SELECTED EXCERPT:
__________
The human immunodeficiency virus type 1 (HIV-1) Tat protein is a key regulatory protein in the HIV-1 replication cycle. Wild-type Tat gene of HIV-1 is required for production of viral RNA and viral replication. Tat interacts with cellular transcriptional factors and cytokines, such as tumor necrosis factor-alpha (TNF-alpha), and alters the expression of a variety of genes in HIV-1-infected and non-infected cells. Tat function requires its binding to a cellular positive transcription elongation factor b (P-TEFb).
The presence of Tat specific cytotoxic T lymphocytes is correlated with strong resistance to HIV infection (Allen et al. Nature 2000 407(6802):386–390). Tat mediated pathogenic effects can also be neutralized by anti-Tat antibodies. Antibodies directed against conserved regions of Tat, such as the cysteine rich and the lysine rich domains, have been shown to be particularly effective in inhibiting HIV replication. In HIV-1-infected patients, a strong humoral immune response against HIV-1 Tat protein is inversely correlated to peripheral blood viral load (Re et al. J. Clin. Virol. 2001 21(1):81–9)
Wild-type Tat also promotes lymphocyte infiltration and adhesion primarily by its binding to VEGF receptor and its subsequent dimerization and activation (Mitola et al. Blood 1997 90(4):1365–72). This effort is primarily mediated by the basic domain of Tat.
Wild-type Tat modified to be defective in binding to TAR has been shown to be effective in inhibiting viral long terminal repeat (LTR) transactivation (Modesti et al. New Biol. 1991 3(8):759–68).
Tat has also been shown to be taken up and internalized by cells. Thus, fusion of a heterologous protein to Tat has been proposed as a means for cellular delivery of heterologous proteins in cell culture and living animals.
However, Tat has also been linked with multiple pathogenic effects. For example, numerous studies indicate a role for the HIV regulatory protein Tat in HIV-related inflammatory and neurodegenerative processes. HIV-1 Tat protein has been linked to dementia associated with HIV infection. In addition, the Tat protein has been directly implicated in the pathogenesis of AIDS-related Kaposi's sarcoma. More recently, with the advent of agents which prolong the life of HIV-infected patients, secretion of the Tat protein has been implicated in multiple cardiovascular diseases observed in these patients (Krishnaswamy et al. Cardiology in Review 2000 8(5):260–8). Thus, while Tat administration has multiple utilities, it also causes multiple pathogenic effects.
In the present invention, variants of Tat, referred to herein as Super-Tats, are provided which exhibit similar but enhanced activities as compared to wild-type Tat. Accordingly Super-Tats of the present invention can be administered at lower levels in clinical application thereby minimizing pathogenic effects associated with Tat administration.
__________
DATA SUPPLIED:
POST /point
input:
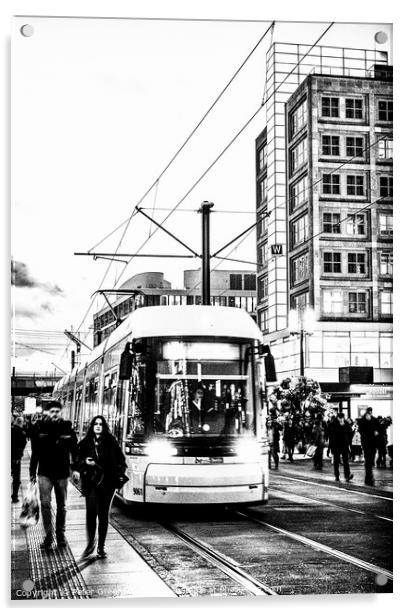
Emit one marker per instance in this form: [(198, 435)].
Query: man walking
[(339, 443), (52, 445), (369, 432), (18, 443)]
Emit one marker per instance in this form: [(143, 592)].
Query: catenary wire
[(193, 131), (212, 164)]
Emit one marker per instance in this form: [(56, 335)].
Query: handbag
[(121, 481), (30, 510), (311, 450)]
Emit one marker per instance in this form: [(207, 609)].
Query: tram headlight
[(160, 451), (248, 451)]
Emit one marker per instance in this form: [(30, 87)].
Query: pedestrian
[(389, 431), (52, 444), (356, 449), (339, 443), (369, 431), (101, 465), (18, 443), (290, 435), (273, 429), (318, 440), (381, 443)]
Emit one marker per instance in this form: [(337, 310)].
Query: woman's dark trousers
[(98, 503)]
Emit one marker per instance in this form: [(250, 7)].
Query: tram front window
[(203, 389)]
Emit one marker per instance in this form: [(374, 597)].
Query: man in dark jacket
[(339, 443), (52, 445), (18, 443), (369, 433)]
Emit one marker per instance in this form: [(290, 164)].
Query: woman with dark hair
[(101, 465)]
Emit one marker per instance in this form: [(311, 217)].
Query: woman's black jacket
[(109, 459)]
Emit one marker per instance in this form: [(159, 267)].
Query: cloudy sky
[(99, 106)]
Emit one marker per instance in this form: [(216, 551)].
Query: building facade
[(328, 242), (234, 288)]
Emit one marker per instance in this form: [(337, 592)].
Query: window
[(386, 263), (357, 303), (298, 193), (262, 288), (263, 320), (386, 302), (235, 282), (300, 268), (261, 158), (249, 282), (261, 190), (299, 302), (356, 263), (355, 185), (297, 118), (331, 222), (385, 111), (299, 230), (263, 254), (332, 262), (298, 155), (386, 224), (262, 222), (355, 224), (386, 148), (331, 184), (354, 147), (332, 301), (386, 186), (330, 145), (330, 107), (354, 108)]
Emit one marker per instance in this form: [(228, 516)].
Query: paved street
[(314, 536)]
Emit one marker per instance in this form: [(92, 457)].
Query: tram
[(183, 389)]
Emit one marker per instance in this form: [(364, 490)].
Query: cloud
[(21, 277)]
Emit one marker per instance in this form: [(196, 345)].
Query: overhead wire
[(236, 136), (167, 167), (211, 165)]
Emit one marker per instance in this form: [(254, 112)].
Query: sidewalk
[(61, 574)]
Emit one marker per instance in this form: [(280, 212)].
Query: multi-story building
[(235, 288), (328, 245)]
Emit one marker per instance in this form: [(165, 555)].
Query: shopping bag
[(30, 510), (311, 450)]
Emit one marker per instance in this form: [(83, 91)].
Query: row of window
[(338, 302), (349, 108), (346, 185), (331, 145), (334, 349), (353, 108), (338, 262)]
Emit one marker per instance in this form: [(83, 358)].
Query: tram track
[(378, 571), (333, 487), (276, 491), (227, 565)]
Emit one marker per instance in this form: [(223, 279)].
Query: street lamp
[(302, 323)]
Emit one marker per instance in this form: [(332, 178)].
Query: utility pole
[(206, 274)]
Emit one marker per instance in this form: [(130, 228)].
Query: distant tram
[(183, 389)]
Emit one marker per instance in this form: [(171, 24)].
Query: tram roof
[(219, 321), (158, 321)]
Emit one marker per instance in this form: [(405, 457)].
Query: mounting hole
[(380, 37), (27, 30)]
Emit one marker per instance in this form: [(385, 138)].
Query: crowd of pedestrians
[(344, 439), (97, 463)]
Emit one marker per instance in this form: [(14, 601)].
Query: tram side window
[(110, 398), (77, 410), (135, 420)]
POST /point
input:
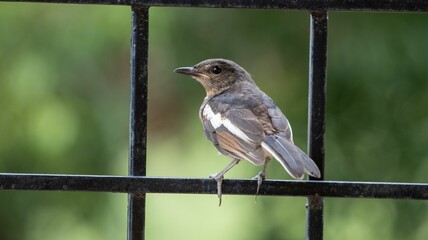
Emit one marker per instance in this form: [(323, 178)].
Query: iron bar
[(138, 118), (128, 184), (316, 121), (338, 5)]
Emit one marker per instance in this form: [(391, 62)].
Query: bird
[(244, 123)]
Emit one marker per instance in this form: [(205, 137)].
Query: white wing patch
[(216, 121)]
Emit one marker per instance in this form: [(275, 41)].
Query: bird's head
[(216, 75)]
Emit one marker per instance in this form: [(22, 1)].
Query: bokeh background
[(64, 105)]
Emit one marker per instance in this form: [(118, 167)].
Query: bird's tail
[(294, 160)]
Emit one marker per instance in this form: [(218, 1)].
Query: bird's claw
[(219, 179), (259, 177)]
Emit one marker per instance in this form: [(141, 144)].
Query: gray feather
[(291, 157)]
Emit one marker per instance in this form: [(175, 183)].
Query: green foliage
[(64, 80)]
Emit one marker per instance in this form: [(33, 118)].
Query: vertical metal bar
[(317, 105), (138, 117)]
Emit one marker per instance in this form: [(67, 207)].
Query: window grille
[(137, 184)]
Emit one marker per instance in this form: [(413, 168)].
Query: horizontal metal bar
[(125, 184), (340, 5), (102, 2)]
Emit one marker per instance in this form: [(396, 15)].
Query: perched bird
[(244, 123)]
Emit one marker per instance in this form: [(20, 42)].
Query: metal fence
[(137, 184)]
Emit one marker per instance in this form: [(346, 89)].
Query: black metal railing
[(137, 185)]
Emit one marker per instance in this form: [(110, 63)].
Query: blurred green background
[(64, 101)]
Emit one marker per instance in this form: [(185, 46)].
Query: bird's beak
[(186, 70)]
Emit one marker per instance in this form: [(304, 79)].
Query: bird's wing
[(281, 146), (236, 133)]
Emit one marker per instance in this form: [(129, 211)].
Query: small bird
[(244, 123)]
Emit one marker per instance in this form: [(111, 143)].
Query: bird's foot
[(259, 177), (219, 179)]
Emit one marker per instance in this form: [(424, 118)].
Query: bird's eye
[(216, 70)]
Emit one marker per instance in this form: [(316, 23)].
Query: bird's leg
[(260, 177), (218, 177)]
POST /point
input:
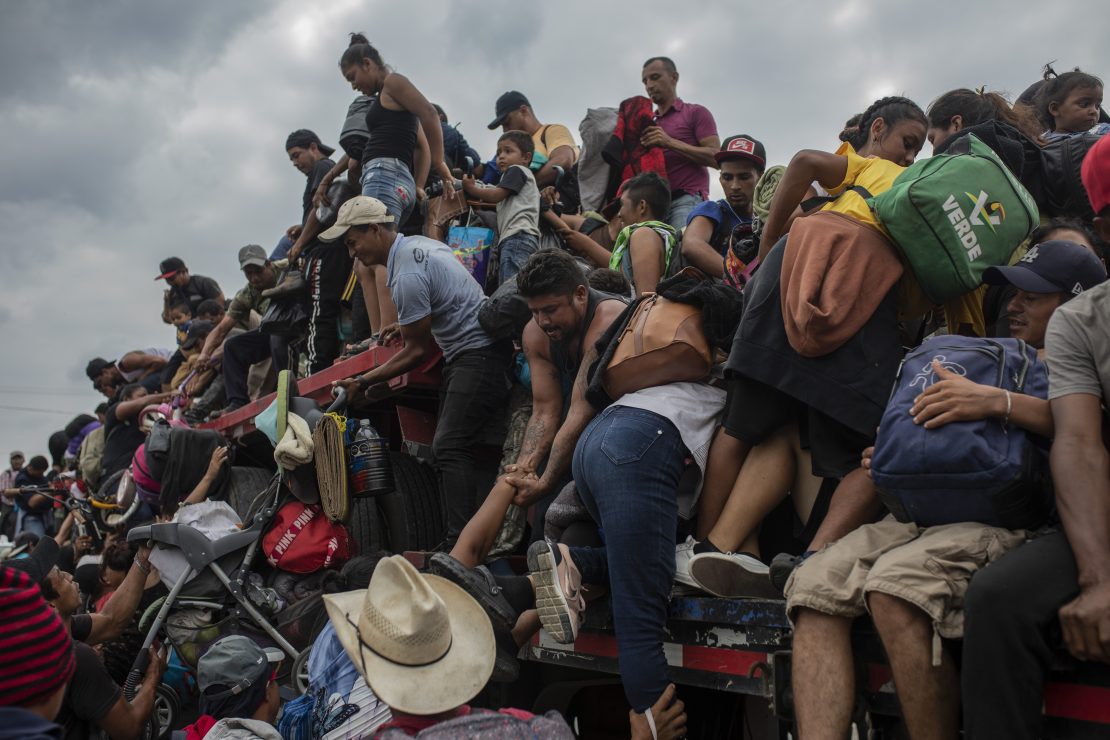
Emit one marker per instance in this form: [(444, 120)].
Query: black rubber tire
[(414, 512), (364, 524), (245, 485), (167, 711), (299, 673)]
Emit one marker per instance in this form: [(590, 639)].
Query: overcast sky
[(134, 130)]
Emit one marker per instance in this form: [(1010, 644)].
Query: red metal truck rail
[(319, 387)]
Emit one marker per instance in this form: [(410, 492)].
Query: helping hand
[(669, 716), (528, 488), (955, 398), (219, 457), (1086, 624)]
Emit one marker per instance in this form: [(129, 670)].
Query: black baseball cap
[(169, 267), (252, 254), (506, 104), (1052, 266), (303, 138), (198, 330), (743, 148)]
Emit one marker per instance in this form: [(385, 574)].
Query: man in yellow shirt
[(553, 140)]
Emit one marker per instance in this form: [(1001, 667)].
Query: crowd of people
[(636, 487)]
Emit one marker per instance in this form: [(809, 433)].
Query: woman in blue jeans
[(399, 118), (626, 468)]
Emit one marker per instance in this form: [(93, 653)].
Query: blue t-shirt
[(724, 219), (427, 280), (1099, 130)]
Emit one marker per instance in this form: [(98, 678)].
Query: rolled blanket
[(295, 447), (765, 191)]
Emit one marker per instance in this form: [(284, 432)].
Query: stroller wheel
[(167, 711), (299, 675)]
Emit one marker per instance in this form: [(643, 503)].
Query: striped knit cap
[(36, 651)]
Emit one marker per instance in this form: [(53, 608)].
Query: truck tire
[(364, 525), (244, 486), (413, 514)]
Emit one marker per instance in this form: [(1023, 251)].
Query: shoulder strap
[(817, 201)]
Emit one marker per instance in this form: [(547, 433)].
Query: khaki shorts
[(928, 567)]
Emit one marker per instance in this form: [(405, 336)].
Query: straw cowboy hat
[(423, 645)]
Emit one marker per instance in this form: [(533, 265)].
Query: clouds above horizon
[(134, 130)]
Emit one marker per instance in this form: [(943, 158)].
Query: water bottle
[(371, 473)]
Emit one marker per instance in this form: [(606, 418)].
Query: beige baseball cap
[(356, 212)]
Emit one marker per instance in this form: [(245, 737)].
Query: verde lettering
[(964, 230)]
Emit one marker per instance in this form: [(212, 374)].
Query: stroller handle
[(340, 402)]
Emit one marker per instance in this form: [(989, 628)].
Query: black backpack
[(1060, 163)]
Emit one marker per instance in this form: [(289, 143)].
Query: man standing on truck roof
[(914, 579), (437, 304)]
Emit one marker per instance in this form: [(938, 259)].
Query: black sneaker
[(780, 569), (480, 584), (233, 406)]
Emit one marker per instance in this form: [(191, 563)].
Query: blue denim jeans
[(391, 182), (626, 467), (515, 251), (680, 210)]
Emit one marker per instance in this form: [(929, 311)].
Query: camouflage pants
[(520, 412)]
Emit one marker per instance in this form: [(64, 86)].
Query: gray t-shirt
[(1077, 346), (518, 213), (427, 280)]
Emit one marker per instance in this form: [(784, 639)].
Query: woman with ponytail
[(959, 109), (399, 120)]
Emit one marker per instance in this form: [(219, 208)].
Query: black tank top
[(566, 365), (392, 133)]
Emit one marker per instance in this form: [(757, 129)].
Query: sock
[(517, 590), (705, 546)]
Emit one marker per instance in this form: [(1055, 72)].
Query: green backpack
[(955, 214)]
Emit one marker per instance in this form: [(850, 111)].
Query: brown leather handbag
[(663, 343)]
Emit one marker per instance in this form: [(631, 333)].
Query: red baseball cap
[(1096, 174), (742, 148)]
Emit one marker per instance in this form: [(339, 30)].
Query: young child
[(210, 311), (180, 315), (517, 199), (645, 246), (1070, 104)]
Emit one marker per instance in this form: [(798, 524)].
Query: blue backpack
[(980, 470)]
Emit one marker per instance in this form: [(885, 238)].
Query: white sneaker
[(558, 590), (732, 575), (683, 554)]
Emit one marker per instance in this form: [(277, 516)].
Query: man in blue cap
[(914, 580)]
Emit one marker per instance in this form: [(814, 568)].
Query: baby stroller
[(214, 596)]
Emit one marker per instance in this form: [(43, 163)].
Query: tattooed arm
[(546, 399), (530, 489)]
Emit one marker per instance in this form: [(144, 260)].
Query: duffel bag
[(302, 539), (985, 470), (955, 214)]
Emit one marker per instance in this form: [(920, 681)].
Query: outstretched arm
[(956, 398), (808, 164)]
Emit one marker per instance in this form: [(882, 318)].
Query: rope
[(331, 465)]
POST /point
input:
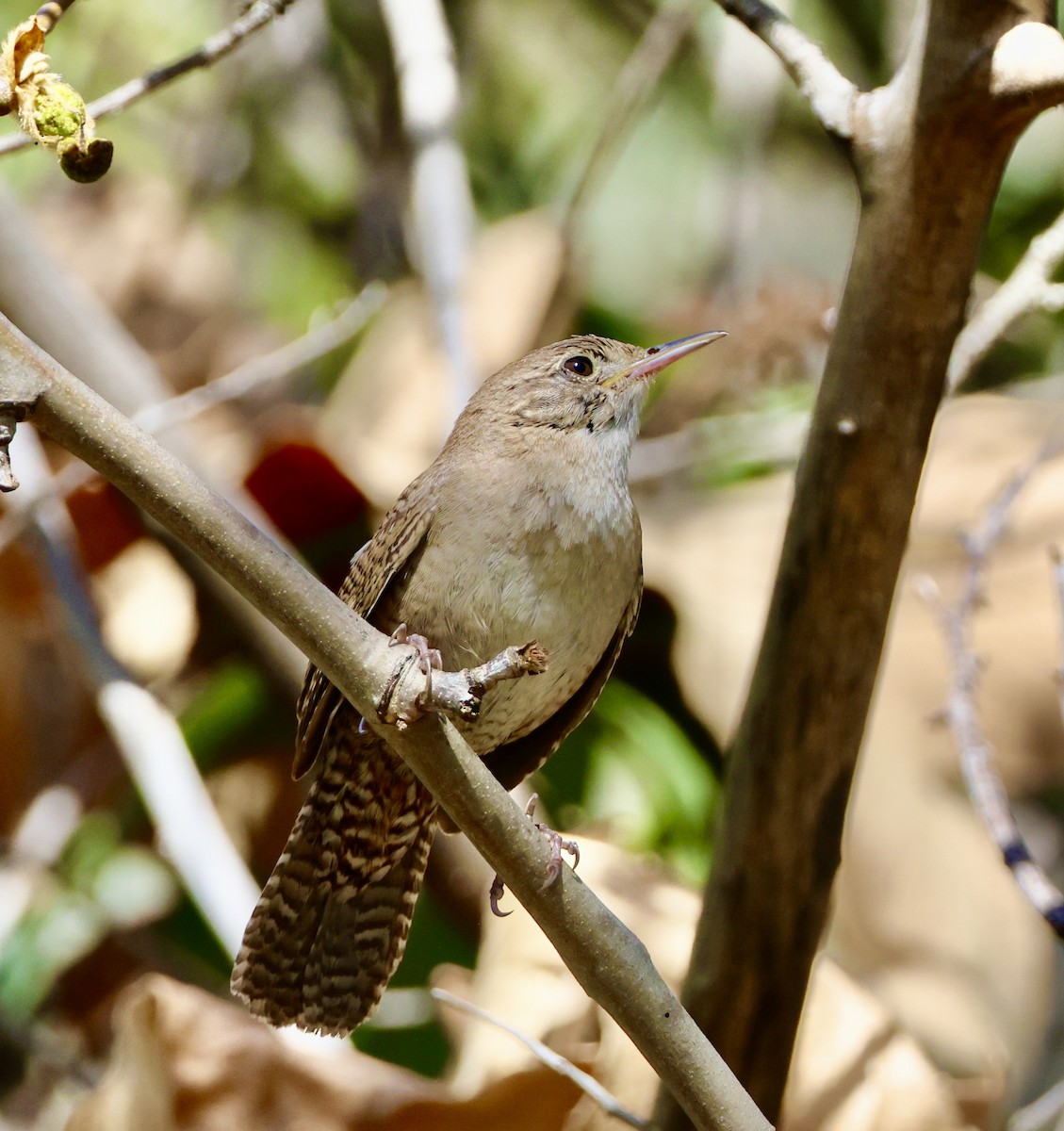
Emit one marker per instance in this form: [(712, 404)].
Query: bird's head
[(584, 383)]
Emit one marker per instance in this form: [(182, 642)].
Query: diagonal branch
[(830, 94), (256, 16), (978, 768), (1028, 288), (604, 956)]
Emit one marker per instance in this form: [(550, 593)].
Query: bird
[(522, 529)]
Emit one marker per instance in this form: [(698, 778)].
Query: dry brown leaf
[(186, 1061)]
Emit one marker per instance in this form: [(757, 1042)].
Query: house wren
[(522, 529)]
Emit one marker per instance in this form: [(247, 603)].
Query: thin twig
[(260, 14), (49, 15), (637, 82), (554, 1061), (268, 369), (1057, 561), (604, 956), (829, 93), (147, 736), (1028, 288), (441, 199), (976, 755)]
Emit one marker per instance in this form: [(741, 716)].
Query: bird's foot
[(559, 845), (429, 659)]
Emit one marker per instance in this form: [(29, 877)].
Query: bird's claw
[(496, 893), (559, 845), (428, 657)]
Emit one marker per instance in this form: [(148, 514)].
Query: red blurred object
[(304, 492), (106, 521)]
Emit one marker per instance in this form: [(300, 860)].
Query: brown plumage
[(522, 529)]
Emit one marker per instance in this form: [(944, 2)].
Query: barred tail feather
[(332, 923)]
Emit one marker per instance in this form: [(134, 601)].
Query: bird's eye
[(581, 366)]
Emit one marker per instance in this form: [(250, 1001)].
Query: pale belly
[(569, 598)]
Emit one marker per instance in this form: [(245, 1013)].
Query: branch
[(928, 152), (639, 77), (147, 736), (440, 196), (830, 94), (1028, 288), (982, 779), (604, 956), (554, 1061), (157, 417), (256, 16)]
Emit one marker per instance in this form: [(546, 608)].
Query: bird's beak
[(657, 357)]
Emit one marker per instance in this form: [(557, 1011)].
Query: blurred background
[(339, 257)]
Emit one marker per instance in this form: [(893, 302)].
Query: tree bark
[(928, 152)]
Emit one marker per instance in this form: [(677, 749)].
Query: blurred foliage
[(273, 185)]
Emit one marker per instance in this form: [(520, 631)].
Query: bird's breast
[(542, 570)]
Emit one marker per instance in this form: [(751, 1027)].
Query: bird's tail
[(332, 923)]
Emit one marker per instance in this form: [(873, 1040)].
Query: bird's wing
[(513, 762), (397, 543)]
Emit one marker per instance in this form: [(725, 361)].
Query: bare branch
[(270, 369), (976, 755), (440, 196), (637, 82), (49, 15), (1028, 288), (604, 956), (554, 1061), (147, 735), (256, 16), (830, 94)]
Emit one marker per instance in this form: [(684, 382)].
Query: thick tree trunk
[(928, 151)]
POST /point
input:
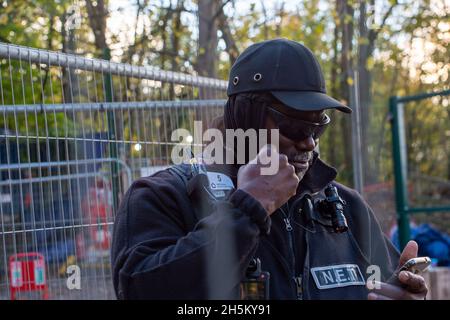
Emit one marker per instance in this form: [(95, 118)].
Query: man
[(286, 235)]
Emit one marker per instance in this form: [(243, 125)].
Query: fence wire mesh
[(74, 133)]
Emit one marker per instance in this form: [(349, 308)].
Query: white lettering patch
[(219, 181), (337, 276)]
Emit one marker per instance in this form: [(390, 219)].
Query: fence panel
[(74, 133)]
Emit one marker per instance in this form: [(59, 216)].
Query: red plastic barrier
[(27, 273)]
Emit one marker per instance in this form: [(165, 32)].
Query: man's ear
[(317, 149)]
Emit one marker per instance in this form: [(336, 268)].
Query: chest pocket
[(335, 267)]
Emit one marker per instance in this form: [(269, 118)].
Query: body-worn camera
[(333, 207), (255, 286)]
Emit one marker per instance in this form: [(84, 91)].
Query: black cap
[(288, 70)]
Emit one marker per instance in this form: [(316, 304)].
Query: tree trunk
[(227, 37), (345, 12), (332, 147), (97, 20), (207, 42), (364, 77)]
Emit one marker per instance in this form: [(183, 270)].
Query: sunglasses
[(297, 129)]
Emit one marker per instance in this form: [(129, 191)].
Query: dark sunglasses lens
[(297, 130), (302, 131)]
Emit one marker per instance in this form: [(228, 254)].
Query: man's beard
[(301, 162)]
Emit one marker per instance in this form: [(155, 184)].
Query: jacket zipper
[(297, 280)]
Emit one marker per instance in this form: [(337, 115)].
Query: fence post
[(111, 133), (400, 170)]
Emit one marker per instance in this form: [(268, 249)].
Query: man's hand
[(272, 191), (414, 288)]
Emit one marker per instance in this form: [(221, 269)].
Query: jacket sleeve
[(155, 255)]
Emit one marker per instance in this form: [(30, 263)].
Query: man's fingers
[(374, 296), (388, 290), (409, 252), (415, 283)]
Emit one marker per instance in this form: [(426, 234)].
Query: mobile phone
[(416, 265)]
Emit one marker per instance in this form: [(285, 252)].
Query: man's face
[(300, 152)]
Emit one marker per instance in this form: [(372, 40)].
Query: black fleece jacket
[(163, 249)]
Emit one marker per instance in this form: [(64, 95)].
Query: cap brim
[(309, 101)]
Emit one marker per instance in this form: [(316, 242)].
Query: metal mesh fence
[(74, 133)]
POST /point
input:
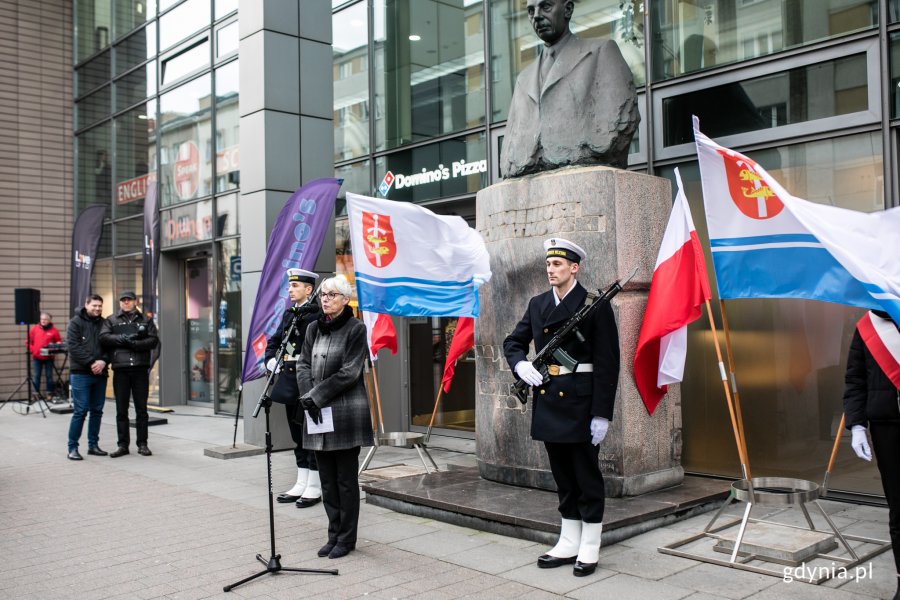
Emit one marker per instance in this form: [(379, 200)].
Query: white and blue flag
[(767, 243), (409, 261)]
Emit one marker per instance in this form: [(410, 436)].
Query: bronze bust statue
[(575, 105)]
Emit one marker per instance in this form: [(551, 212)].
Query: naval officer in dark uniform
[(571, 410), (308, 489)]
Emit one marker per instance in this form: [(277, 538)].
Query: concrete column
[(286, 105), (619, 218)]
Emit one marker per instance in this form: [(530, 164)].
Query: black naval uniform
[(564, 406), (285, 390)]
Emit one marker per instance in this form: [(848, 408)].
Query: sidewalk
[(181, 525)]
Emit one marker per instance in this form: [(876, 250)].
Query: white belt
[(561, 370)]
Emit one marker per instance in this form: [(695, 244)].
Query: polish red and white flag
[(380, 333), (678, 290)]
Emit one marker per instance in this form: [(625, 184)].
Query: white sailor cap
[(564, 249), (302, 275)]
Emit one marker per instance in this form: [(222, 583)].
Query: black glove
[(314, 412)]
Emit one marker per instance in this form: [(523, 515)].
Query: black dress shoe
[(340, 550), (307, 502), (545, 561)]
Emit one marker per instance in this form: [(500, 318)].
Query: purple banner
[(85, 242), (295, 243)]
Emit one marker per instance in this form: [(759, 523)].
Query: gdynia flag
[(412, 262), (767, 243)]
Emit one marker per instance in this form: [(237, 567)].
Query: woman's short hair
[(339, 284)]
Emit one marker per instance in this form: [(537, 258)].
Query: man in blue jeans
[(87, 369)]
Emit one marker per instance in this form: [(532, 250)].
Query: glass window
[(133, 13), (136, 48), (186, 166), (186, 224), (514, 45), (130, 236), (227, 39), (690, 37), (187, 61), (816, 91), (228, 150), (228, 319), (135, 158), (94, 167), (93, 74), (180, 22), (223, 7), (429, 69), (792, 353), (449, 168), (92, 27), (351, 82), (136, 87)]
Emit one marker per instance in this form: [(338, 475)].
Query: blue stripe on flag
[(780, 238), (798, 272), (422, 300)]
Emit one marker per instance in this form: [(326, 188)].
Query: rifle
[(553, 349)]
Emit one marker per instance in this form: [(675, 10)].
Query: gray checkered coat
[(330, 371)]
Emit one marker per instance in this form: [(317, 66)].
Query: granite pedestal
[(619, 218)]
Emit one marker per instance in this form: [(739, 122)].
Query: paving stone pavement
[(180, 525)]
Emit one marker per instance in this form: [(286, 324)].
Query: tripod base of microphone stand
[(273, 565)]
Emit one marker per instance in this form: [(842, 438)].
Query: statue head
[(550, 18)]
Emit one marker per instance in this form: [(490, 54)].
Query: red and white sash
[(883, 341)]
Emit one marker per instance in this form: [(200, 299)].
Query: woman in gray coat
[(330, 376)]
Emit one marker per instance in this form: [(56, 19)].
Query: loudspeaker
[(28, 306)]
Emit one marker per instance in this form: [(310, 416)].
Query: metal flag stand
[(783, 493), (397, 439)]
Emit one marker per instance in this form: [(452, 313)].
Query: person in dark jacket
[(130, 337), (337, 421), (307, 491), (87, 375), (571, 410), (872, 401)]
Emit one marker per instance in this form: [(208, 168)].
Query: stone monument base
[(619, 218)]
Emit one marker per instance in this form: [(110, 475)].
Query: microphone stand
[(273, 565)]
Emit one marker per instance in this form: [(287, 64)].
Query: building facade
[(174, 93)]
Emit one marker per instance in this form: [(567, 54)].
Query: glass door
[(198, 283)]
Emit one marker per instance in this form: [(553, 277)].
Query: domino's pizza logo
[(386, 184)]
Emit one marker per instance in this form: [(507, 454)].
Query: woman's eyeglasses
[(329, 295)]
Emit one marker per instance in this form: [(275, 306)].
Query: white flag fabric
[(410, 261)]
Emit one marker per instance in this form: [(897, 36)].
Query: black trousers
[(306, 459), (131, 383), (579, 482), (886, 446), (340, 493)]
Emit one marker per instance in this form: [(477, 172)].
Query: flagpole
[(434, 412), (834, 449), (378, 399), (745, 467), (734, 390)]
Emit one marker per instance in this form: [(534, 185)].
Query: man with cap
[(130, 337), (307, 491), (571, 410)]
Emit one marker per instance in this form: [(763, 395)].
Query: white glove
__________
QUESTIONS ON THE MATERIAL:
• a. Translate this sentence from the text on the HIV-1 Tat protein into Spanish: "Tat has also been shown to be taken up and internalized by cells."
• b. From the text on the HIV-1 Tat protein, pull out the part starting at "However, Tat has" and ending at "causes multiple pathogenic effects.", copied word for word.
The rows aren't needed for any of this.

ANSWERS TO EACH TASK:
• a. También se ha demostrado que Tat es captada e internalizada por las células.

• b.
However, Tat has also been linked with multiple pathogenic effects. For example, numerous studies indicate a role for the HIV regulatory protein Tat in HIV-related inflammatory and neurodegenerative processes. HIV-1 Tat protein has been linked to dementia associated with HIV infection. In addition, the Tat protein has been directly implicated in the pathogenesis of AIDS-related Kaposi's sarcoma. More recently, with the advent of agents which prolong the life of HIV-infected patients, secretion of the Tat protein has been implicated in multiple cardiovascular diseases observed in these patients (Krishnaswamy et al. Cardiology in Review 2000 8(5):260–8). Thus, while Tat administration has multiple utilities, it also causes multiple pathogenic effects.